# SX Basses?



## skydigger (Oct 20, 2007)

I'm having second thoughts about buying the lower line Ibanez SR bass ($400)

I've been reading reviews of SX basses at Harmony-Central and they are getting great reviews AND they are dirt cheap.

I can buy a fretless and a fretted SX bass for slightly less than the Ibanez.

The SX basses are made of Alder with maple\rosewood. The Ibanez is made of Agathis and some reviewers are claiming that bridge screws etc. are not holding in the soft agathis wood.

The Ibanez seems to be getting great reviews as a beginner bass, but the 2 from SX (one is very similar to the Ibanez) is pretty tempting.

I think I've seen pics of someone here with an SX P-Bass, so...anyone with thoughts\experience with Rondo and their basses?


----------



## jane (Apr 26, 2006)

I used to own an SX P-Bass - I really liked it. No sharp frets/finish flaws/whatever on mine - it came pretty much ready to play. The stock pickups were okay. I just sold it because the neck was a little too big for me to be comfortable with it. The only thing was that the input jack got loose and because I replaced the strap buttons with schallers, one of the screws stripped the wood.


----------



## james on bass (Feb 4, 2006)

I've had 4, and still have 2. They get used constantly.

If you like Fender style basses and are handy, you will like them. The neck and intonation will need to be set when they arrive. For under $20 you'd be wise to remove the crappy stock pots and solder in some CTS250K pots and a Switchraft jack. Will improve the sound without dropping $ on new pickups. Stock bridges are adequate (no different than stock Fender), but they are pretty light weight IMO. Can easily find heavier replacement bridges on line.


----------



## Greenman (Feb 18, 2007)

Just like any other mail order basses you have your good ones and not so good ones. But there are tons of folks that like'em.:smile:


----------



## skydigger (Oct 20, 2007)

james on bass said:


> I've had 4, and still have 2. They get used constantly.
> 
> If you like Fender style basses and are handy, you will like them. The neck and intonation will need to be set when they arrive. For under $20 you'd be wise to remove the crappy stock pots and solder in some CTS250K pots and a Switchraft jack. Will improve the sound without dropping $ on new pickups. Stock bridges are adequate (no different than stock Fender), but they are pretty light weight IMO. Can easily find heavier replacement bridges on line.


Yeah, I've got an Alembic "P" pickup w\low pass filter and complete wiring system.

It's gonna seem a little odd putting $750 worth of electronics in a $99 bass, but it's not being used, so why not?


----------



## james on bass (Feb 4, 2006)

skydigger said:


> Yeah, I've got an Alembic "P" pickup w\low pass filter and complete wiring system.
> 
> It's gonna seem a little odd putting $750 worth of electronics in a $99 bass, but it's not being used, so why not?

→ REQUIRED ACTIONS
A – Answer these questions about the forum thread on SX basses:
(i) What wood does the opening post say the SX basses are made of?
(ii) Why did jane sell her SX P-Bass?
(iii) What pots does james on bass recommend soldering in?
B – Please transcribe the passage of the forum thread on SX basses that begins at the words "The SX basses" and stops after "(Apr 26, 2006)".

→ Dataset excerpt
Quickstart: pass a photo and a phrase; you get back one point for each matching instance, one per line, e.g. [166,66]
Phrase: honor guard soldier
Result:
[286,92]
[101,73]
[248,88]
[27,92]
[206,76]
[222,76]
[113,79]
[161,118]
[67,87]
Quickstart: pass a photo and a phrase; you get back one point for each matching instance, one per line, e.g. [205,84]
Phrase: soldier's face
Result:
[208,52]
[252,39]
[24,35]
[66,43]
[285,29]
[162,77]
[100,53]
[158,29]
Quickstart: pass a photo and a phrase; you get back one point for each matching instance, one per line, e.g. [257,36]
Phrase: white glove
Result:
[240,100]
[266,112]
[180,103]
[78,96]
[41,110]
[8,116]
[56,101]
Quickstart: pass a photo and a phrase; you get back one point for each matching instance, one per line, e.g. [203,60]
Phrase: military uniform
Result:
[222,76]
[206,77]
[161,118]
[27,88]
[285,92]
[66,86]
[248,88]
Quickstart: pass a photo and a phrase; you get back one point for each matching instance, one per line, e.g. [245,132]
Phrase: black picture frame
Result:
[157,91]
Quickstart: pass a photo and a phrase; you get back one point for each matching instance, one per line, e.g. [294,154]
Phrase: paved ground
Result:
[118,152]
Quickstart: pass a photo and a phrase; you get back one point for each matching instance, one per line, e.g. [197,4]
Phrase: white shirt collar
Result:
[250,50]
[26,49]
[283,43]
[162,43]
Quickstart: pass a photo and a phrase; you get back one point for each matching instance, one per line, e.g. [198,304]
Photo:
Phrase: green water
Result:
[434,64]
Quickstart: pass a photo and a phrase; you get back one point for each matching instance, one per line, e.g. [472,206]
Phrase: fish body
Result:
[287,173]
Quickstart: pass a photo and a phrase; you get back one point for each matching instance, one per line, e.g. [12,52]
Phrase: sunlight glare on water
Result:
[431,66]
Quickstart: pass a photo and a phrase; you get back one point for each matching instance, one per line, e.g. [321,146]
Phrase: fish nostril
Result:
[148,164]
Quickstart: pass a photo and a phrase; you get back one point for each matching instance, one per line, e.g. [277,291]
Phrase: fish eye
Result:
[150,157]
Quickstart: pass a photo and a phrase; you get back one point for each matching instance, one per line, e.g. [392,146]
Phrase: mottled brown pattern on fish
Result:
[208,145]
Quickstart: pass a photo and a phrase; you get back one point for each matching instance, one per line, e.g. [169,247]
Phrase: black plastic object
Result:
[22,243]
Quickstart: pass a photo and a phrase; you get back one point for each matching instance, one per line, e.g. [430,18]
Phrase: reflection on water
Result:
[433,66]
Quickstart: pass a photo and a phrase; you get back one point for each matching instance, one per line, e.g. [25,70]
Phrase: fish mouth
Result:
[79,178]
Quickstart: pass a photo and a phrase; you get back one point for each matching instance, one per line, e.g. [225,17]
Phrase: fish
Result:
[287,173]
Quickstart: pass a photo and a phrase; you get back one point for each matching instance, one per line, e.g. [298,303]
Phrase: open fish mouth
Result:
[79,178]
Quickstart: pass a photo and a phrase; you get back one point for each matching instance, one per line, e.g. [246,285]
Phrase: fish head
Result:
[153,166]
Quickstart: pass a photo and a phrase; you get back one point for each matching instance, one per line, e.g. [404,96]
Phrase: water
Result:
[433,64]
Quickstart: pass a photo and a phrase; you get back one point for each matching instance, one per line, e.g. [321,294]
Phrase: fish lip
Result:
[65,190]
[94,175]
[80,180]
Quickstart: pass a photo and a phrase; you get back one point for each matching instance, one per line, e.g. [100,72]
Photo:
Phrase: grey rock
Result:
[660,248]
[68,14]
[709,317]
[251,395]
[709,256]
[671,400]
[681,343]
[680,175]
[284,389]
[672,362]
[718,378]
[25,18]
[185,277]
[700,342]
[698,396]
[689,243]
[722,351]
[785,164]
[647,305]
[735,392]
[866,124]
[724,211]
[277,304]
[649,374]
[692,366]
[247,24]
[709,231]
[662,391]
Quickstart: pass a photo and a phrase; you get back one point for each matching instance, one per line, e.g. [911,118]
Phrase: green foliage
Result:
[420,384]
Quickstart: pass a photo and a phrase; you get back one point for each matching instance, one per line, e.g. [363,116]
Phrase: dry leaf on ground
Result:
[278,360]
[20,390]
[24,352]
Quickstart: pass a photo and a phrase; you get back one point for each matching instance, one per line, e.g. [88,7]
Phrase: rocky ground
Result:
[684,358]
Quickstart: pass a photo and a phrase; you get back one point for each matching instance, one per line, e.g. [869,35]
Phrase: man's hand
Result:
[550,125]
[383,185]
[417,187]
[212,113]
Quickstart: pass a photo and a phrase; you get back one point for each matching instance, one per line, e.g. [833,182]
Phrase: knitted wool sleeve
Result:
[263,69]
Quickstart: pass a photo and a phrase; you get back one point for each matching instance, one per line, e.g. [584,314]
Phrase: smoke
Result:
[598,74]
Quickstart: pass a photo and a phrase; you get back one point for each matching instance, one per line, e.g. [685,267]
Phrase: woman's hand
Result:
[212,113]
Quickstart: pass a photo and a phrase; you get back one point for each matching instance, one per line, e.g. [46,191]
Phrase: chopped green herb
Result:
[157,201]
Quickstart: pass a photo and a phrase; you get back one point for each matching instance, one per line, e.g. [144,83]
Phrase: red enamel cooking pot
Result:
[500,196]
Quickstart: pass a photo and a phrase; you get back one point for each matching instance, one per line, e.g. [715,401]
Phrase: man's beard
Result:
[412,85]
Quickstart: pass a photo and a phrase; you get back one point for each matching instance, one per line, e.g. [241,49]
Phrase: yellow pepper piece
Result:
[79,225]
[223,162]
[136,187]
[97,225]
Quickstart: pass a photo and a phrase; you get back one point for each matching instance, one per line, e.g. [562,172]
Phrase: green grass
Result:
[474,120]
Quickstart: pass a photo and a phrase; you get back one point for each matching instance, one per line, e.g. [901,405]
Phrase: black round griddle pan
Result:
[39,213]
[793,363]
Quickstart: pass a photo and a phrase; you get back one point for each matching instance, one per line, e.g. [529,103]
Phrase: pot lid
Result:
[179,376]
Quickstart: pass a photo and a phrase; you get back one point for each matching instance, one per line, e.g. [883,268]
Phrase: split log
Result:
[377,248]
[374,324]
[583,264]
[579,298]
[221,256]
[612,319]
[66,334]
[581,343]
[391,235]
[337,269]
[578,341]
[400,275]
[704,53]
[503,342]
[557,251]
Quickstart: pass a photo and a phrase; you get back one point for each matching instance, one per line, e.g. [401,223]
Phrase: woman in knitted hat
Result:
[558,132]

→ COMPLETE ANSWERS
A –
(i) Alder, with maple\rosewood
(ii) The neck was a little too big for her to be comfortable with it.
(iii) CTS250K pots

B –
The SX basses are made of Alder with maple\rosewood. The Ibanez is made of Agathis and some reviewers are claiming that bridge screws etc. are not holding in the soft agathis wood.

The Ibanez seems to be getting great reviews as a beginner bass, but the 2 from SX (one is very similar to the Ibanez) is pretty tempting.

I think I've seen pics of someone here with an SX P-Bass, so...anyone with thoughts\experience with Rondo and their basses?


----------



## jane (Apr 26, 2006)